[Opening DATA SECTION section]

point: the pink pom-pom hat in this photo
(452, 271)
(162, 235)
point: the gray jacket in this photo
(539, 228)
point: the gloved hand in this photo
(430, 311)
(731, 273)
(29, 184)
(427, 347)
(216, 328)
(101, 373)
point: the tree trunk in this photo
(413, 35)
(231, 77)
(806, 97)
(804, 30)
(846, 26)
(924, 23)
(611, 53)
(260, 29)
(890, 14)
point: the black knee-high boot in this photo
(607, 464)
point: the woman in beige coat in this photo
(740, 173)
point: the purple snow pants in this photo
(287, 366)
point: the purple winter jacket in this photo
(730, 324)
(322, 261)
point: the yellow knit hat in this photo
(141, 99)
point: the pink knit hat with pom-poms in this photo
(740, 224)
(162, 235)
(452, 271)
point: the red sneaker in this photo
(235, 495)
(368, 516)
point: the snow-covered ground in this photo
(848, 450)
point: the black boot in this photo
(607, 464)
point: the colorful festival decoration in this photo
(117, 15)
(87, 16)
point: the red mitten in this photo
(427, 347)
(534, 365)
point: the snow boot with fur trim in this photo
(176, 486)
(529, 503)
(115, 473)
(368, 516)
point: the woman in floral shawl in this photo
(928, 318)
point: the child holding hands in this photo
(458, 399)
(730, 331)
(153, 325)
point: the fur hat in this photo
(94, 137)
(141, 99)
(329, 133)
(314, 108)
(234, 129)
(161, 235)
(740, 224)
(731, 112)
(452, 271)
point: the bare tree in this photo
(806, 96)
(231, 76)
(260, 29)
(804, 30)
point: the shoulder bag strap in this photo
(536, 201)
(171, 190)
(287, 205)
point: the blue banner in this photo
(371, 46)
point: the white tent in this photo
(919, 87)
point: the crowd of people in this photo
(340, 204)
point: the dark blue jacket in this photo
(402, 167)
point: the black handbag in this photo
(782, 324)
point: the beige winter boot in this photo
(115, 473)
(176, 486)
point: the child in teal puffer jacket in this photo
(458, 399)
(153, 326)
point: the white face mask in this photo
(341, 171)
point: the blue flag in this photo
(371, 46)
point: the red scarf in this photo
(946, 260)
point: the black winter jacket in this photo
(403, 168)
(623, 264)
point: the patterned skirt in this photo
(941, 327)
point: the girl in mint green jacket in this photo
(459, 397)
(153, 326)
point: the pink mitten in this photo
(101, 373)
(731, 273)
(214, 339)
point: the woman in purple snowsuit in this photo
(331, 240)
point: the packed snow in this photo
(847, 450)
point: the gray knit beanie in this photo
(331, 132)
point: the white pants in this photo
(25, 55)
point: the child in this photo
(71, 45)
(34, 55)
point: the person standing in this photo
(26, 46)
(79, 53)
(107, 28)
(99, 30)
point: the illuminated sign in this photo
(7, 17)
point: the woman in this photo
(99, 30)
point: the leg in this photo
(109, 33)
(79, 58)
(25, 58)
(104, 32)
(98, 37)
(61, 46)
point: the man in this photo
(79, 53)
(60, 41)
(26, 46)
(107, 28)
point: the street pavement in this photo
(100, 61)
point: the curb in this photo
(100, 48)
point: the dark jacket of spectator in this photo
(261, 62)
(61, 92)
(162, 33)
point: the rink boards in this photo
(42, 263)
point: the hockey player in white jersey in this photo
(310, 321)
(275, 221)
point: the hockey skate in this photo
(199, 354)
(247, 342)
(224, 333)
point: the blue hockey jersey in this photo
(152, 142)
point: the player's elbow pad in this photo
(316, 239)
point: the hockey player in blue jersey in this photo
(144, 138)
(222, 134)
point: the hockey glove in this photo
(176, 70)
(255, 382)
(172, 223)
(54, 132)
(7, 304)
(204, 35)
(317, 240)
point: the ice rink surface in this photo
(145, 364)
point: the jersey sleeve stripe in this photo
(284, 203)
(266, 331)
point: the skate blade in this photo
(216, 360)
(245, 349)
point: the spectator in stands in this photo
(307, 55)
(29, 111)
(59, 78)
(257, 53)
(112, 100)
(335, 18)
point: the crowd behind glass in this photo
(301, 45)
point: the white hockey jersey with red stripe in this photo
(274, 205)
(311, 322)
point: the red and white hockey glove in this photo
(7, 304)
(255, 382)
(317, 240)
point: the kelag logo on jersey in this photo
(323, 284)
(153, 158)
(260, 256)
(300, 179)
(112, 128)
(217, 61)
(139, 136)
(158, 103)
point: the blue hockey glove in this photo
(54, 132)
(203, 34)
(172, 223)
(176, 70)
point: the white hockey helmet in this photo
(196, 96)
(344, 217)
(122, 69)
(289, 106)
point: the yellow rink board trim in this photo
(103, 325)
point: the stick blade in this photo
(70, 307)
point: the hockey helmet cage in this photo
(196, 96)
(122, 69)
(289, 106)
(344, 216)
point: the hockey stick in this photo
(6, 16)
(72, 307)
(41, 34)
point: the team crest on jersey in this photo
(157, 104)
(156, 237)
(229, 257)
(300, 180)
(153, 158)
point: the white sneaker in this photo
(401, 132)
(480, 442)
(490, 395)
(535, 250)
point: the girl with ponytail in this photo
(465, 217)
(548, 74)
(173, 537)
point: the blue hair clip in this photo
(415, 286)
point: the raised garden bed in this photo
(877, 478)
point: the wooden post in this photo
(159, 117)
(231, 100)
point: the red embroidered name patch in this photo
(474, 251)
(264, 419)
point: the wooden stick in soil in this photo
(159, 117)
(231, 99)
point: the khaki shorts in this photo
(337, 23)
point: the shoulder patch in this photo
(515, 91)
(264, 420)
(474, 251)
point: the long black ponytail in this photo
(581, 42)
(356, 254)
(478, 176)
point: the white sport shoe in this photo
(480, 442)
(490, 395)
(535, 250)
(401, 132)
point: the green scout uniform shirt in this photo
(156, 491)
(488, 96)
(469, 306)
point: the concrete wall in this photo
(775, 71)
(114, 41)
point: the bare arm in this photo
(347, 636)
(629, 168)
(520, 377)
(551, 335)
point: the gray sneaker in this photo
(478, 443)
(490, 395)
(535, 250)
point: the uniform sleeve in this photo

[Closing DATA SECTION section]
[Opening DATA SECTION section]

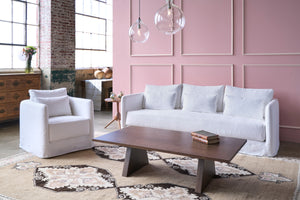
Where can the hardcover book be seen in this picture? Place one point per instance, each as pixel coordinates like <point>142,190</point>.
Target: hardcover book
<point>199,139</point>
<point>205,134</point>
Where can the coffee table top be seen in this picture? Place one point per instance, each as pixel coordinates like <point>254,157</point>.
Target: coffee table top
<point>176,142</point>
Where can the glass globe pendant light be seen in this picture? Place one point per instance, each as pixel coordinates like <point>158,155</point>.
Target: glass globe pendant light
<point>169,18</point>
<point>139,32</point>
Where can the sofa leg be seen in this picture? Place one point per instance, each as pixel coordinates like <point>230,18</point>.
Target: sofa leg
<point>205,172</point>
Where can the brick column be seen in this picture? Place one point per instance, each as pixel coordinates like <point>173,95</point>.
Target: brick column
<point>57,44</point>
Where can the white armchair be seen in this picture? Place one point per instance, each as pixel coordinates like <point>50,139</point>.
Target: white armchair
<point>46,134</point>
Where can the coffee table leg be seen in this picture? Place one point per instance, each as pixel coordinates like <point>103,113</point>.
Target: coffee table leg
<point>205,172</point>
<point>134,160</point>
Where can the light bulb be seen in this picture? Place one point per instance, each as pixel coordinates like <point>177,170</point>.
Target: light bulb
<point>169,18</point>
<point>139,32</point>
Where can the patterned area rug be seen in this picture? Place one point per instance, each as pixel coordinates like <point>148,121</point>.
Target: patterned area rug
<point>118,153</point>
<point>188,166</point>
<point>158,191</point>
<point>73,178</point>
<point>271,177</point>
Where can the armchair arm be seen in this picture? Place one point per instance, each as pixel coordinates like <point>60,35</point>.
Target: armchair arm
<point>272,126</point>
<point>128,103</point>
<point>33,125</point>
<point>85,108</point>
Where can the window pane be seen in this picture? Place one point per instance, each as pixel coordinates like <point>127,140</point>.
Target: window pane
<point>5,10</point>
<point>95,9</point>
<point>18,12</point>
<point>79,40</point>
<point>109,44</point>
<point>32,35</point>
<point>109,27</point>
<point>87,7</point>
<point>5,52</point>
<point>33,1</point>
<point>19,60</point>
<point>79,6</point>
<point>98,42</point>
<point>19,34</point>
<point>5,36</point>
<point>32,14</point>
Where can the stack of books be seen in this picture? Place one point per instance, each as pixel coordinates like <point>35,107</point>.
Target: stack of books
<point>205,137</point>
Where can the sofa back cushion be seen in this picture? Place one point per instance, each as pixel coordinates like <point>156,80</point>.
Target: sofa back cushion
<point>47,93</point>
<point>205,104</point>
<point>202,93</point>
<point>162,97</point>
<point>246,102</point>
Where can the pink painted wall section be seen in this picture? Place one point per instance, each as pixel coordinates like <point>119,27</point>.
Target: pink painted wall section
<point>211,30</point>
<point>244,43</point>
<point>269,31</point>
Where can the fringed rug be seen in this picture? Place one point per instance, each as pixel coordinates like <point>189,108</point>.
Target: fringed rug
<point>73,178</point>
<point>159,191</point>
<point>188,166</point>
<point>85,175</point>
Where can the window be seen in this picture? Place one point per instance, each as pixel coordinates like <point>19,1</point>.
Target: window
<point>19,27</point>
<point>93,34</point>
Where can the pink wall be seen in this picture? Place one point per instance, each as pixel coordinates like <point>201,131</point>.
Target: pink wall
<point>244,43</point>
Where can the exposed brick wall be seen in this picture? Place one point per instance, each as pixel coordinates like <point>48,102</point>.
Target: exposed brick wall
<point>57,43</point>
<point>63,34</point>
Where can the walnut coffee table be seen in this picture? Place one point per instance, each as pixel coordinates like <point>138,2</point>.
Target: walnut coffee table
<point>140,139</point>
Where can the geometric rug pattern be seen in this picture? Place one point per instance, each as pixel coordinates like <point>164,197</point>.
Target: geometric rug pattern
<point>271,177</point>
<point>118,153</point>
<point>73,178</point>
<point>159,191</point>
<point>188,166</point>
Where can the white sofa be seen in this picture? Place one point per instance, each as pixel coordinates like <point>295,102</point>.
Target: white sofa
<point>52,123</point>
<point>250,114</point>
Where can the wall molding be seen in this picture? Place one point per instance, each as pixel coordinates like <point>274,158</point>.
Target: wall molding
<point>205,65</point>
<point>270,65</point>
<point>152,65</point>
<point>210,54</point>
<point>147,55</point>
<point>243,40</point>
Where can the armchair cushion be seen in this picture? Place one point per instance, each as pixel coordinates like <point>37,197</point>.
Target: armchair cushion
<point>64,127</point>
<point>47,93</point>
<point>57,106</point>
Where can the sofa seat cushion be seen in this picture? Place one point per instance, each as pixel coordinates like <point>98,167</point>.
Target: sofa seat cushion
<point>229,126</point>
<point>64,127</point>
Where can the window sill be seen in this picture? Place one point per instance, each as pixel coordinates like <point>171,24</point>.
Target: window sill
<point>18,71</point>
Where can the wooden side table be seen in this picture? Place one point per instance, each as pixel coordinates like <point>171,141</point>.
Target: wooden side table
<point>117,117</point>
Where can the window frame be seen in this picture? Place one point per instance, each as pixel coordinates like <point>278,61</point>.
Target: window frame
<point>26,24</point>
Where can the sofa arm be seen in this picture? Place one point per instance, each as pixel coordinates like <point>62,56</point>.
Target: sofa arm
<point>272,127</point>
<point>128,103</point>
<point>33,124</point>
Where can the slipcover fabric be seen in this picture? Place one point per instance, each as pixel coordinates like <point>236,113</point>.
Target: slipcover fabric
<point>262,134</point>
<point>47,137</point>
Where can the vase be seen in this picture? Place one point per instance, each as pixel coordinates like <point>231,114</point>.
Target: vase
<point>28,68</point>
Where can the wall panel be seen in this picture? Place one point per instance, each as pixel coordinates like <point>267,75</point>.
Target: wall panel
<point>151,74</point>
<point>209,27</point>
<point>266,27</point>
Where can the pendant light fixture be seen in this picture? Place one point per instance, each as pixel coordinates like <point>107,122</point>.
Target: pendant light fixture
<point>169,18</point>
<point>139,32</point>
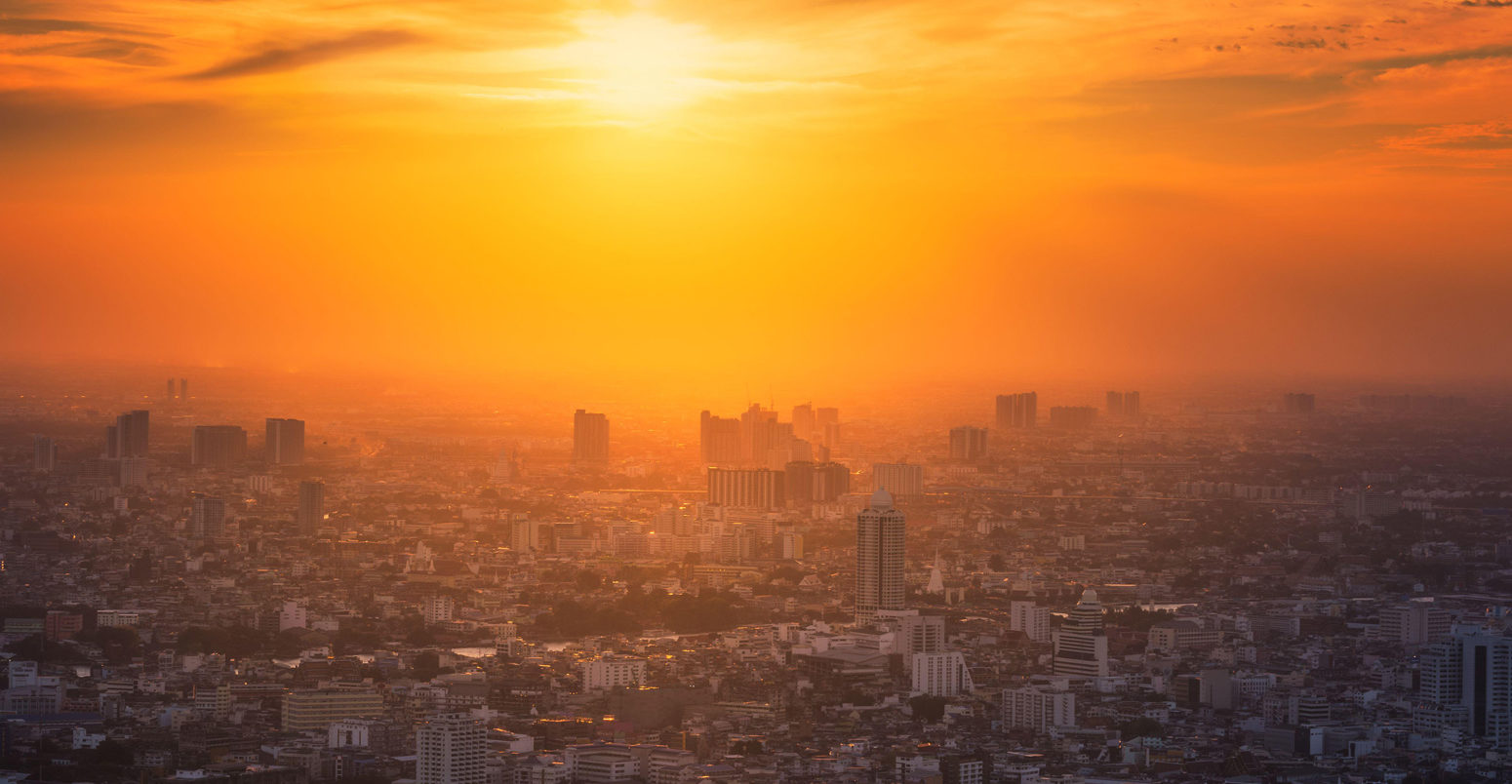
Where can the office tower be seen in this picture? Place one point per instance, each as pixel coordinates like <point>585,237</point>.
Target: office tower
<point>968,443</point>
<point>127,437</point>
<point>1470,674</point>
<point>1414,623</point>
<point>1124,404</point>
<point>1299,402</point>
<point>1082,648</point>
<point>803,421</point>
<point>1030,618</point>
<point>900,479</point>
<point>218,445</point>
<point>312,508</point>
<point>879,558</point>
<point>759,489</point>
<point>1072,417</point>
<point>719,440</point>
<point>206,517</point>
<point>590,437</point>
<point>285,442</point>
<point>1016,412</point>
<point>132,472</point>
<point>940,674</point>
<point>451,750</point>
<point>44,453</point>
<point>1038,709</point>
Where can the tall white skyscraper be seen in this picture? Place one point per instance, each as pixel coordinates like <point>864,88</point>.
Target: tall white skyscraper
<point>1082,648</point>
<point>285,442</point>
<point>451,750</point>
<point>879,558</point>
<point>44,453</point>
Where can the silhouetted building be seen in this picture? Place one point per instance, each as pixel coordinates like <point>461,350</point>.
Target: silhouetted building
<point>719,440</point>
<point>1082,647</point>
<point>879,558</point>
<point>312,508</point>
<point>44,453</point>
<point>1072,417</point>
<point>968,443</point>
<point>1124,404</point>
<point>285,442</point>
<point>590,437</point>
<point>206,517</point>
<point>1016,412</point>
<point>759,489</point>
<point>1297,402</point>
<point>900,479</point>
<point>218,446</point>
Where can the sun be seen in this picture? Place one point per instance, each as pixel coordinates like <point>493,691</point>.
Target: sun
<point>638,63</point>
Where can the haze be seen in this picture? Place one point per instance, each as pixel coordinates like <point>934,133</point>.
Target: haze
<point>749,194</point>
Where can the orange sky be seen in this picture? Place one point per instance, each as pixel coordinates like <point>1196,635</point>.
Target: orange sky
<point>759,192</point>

[Closing DATA SECTION section]
[Opening DATA SECTION section]

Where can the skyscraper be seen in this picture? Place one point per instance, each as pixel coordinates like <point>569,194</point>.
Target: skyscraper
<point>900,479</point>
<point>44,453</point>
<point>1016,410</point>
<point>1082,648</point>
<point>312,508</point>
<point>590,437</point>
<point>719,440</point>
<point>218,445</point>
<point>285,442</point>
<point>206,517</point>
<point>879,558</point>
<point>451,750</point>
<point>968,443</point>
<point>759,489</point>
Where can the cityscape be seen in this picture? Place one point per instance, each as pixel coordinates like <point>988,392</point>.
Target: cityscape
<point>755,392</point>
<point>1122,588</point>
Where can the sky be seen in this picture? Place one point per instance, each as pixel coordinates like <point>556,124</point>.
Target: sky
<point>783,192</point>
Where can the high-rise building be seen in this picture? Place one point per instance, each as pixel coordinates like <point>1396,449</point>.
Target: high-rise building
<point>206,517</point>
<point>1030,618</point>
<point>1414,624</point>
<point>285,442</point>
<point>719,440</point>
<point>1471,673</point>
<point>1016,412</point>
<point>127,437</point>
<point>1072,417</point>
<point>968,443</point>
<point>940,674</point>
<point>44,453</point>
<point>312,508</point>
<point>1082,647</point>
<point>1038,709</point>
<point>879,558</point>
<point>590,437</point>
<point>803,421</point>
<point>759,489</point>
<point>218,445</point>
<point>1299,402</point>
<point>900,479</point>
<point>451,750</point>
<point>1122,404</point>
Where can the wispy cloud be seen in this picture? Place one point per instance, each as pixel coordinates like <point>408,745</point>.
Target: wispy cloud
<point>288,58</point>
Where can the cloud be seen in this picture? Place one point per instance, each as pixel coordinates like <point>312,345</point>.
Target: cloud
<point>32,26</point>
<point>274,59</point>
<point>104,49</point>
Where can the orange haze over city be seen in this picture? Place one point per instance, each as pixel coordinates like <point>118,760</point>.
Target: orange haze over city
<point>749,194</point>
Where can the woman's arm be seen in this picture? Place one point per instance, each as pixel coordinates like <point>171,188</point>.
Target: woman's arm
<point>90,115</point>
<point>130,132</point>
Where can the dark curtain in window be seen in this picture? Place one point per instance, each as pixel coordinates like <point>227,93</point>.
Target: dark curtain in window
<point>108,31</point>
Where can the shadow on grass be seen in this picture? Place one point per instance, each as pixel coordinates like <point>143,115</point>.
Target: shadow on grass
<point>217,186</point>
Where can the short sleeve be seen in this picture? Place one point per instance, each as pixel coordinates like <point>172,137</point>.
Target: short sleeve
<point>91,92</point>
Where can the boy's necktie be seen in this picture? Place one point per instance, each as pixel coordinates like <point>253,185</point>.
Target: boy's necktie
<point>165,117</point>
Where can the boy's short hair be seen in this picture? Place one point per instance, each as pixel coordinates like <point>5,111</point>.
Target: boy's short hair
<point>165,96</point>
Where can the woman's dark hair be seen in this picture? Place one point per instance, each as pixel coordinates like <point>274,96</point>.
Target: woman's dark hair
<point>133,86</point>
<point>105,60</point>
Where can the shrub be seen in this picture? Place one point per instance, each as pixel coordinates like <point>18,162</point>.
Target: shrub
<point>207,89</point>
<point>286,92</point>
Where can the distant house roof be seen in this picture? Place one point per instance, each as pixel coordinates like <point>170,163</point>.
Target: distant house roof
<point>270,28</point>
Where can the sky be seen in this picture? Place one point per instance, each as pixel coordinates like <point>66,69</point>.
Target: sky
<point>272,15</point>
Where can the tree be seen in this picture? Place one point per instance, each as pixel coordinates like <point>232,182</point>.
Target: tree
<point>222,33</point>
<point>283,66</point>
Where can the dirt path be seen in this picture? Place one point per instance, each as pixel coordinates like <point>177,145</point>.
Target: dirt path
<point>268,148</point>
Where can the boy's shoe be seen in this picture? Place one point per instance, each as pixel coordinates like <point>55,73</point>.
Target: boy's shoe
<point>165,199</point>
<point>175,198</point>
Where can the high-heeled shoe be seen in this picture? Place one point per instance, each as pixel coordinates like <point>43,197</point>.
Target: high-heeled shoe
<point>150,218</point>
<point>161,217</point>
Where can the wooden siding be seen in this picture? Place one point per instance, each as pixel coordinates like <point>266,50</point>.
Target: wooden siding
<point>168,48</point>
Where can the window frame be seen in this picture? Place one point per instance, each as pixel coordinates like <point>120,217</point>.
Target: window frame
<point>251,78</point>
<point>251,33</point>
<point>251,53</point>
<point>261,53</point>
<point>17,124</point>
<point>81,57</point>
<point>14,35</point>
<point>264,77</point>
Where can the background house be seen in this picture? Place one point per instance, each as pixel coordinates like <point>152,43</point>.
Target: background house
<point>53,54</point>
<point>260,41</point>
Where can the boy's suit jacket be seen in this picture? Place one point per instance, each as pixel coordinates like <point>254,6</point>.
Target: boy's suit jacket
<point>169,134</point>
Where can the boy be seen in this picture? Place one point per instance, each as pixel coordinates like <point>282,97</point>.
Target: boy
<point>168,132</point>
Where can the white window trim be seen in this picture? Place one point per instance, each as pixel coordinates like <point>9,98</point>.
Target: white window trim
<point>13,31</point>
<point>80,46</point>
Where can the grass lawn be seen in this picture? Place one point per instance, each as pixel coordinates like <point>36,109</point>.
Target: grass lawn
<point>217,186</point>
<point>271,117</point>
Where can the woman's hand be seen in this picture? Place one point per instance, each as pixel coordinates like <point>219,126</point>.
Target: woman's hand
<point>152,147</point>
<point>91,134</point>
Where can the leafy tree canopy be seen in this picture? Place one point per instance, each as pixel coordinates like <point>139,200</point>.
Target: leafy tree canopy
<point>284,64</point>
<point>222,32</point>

[Closing DATA SECTION section]

- _ACTIVITY_: Starting at the line above that contains "Target: wooden side table", repeat each line exactly up to and including the line that contains "Where can the sofa arm", and stop there.

- _RESULT_:
Target: wooden side table
<point>117,117</point>
Where can the window frame be seen in this picture? Place one point per instance, each as pixel coordinates like <point>278,61</point>.
Target: window frame
<point>26,24</point>
Where can the sofa arm be seen in this picture? Place one point per instance, each as pixel coordinates like <point>62,56</point>.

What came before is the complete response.